*** Opening Source document ***
Lysogeny Is Maintained by the Lambda Repressor Protein

KEY CONCEPTS
- The lambda repressor, encoded by the cI gene, is required to maintain lysogeny.
- The lambda repressor acts at the O_L and O_R operators to block transcription of the immediate early genes.
- The immediate early genes trigger a regulatory cascade; as a result, their repression prevents the lytic cycle from proceeding. 

Looking at the lambda lytic cascade, we see that the entire program is set in motion by the initiation of transcription at the two promoters P_L and P_R for the immediate early genes N and cro. Lambda uses antitermination to proceed to the next stage of (delayed early) expression; therefore, the same two promoters continue to be used throughout the early period.

The expanded map of the regulatory region drawn in FIGURE 1 shows that the promoters P_L and P_R lie on either side of the cI gene. Associated with each promoter is an operator (O_L , O_R ) at which repressor protein binds to prevent RNA polymerase from initiating transcription. The sequence of each operator overlaps with the promoter that it controls, and because this occurs so often these sequences are described as the P_L /O_L and P_R /O_R control regions.

FIGURE 1. The lambda regulatory region contains a cluster of trans-acting functions and cis-acting elements.
As a result of the sequential nature of the lytic cascade, the control regions provide a pressure point at which entry to the entire cycle can be controlled. By denying RNA polymerase access to these promoters, the lambda repressor protein prevents the phage genome from entering the lytic cycle. The lambda repressor functions in the same way as repressors of bacterial operons: It binds to specific operators.
The lambda repressor protein is encoded by the cI gene. Note in Figure 1 that the cI gene has two promoters, P_RM (promoter right maintenance) and P_RM (promoter right establishment). Mutants in this gene cannot maintain lysogeny but always enter the lytic cycle. In the time since the original isolation of the lambda repressor protein, the characterization of the repressor protein has shown how it both maintains the lysogenic state and provides immunity for a lysogen against superinfection by new phage lambda genomes.

The lambda repressor binds independently to the two operators,O_L and O_R . Its ability to repress transcription at the associated promoters is illustrated in FIGURE 2 .

FIGURE 25.15 Repressor acts at the left operator and right operator to prevent transcription of the immediate early genes (N and cro). It also acts at the promoter P_RM to activate transcription by RNA polymerase of its own gene.
At O_L , the lambda repressor has the same sort of effect as has already been discussed for several other systems: It prevents RNA polymerase from initiating transcription at P_L . This stops the expression of gene N. P_L is used for all leftward early gene transcription; thus, this action prevents expression of the entire leftward early transcription unit, blocking the lytic cycle before it can proceed beyond early stages.
At O_R , repressor binding prevents the use of P_R , and so cro and the other rightward early genes cannot be expressed. The lambda repressor protein binding at O_R also stimulates transcription of cI, its own gene from P_RM .
The nature of this control circuit explains the biological features of lysogenic existence. Lysogeny is stable because the control circuit ensures that, so long as the level of lambda repressor is adequate, expression of the cI gene continues. The result is that O_L and O_R remain occupied indefinitely. By repressing the entire lytic cascade, this action maintains the prophage in its inert form.
*** Closing Source document ***
Task requirements ->
In the text on the lambda repressor, what happens to mutants in the gene that encodes the repressor?
*** Opening Record set ***
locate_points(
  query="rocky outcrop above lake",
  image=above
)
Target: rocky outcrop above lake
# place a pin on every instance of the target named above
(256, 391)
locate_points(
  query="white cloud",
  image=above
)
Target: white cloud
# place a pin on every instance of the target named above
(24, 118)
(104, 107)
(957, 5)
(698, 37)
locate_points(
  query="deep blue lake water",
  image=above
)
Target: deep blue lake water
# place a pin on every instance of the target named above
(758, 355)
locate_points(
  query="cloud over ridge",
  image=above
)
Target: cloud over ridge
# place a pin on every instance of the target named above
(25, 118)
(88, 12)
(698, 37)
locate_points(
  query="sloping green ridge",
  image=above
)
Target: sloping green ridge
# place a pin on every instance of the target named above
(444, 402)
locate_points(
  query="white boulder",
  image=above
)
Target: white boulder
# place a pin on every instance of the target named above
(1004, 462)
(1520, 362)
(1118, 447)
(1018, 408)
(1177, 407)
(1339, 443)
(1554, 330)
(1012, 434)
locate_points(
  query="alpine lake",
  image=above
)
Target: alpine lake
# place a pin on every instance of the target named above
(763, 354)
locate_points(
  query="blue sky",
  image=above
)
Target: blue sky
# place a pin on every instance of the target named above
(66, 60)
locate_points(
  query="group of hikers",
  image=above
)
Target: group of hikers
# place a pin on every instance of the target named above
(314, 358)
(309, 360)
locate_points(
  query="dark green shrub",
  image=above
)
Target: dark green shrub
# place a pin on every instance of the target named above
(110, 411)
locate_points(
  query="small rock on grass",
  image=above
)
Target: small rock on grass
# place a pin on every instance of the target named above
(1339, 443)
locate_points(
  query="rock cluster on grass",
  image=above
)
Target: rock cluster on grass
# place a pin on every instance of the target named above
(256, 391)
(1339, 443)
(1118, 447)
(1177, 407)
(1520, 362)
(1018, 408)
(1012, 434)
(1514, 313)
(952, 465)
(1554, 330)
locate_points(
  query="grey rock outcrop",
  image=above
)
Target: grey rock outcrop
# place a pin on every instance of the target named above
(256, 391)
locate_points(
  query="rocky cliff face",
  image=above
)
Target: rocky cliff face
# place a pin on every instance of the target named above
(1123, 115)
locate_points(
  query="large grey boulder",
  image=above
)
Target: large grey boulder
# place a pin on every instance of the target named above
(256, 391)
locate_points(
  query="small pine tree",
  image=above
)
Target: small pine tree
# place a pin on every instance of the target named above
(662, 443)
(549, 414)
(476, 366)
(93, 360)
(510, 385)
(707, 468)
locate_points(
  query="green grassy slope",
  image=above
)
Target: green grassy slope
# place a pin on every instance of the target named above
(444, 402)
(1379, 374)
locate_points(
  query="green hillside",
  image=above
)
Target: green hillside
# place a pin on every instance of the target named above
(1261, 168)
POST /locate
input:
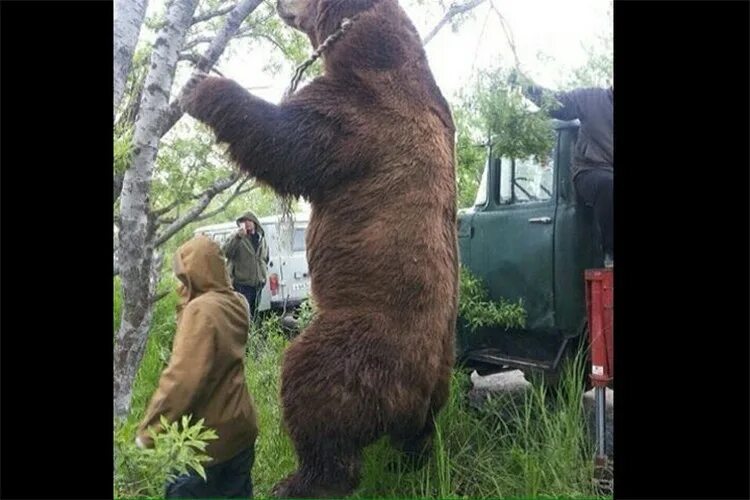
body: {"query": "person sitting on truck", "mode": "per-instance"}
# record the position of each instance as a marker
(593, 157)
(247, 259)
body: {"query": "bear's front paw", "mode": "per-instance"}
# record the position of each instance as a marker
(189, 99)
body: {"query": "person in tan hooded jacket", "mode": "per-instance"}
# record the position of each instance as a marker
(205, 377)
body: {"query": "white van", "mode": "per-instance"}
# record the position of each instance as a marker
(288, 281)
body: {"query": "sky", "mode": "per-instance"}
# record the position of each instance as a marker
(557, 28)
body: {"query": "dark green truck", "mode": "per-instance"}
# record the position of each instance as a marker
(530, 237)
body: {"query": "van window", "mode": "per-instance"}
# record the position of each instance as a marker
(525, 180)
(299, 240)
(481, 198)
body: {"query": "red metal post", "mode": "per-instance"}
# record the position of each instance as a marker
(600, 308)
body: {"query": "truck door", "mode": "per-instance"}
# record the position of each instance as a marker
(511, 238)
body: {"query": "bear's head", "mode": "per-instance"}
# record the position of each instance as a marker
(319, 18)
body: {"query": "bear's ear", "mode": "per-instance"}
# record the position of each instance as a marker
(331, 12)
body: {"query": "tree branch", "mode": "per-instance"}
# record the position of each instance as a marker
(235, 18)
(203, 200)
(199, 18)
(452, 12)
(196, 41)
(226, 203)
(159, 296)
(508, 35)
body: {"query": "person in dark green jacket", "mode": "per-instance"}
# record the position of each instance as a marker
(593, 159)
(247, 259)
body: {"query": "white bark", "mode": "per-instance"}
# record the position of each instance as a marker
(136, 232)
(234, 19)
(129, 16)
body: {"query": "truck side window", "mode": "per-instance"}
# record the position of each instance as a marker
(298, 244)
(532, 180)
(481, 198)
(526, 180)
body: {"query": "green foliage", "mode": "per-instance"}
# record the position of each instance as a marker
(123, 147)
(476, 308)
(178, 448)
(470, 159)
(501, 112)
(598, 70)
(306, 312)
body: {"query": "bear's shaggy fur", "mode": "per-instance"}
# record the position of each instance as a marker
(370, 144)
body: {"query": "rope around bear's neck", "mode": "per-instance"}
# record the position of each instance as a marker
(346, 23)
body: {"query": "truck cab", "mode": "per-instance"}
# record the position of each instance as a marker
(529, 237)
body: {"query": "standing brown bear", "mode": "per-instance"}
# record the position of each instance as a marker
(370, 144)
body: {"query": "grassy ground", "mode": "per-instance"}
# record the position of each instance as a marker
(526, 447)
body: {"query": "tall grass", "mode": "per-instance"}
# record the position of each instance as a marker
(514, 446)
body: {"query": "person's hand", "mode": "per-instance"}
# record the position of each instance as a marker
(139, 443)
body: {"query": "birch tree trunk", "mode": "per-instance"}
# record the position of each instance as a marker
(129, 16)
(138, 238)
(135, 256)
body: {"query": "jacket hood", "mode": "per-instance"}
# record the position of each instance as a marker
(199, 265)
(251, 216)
*** Closing Record set ***
*** Opening Record set ***
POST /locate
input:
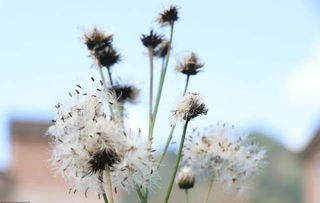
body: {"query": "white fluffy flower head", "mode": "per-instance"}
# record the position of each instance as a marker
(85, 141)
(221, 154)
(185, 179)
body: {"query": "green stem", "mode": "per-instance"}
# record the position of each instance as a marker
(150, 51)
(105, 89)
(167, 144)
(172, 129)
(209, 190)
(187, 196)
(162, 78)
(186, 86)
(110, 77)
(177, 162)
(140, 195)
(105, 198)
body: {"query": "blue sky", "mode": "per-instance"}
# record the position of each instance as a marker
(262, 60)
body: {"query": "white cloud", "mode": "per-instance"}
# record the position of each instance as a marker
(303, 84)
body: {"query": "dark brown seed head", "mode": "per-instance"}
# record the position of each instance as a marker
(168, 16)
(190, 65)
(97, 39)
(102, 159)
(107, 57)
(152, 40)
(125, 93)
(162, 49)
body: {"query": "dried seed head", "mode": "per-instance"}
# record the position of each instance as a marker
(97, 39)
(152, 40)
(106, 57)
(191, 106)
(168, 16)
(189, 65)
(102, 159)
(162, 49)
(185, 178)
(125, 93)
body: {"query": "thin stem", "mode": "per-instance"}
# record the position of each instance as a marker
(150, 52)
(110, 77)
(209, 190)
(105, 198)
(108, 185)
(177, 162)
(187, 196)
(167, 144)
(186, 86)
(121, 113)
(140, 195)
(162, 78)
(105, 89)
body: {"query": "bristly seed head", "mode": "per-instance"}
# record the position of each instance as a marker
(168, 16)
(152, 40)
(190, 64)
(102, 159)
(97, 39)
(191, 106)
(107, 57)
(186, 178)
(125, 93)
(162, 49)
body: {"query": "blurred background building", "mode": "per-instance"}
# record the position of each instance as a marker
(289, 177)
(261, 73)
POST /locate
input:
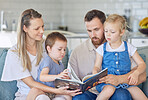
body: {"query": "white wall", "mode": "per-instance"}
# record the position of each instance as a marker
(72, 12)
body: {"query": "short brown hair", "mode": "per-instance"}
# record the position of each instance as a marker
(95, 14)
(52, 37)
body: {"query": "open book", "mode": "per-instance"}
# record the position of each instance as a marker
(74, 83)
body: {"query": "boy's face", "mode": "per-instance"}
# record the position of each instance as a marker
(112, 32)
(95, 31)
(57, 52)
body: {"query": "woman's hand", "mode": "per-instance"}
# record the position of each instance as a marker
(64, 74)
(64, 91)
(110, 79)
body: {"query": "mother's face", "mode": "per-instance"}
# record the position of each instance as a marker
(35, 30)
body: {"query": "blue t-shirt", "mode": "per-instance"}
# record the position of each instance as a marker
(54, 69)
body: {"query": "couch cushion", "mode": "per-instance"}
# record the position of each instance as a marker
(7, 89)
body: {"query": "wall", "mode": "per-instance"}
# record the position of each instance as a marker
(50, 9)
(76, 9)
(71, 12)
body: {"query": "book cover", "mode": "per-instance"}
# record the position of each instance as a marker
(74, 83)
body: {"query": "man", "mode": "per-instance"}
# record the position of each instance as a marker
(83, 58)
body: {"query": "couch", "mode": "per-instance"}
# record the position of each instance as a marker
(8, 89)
*** Closing Record set ***
Result of the task ->
They cannot maintain lysogeny but always enter the lytic cycle.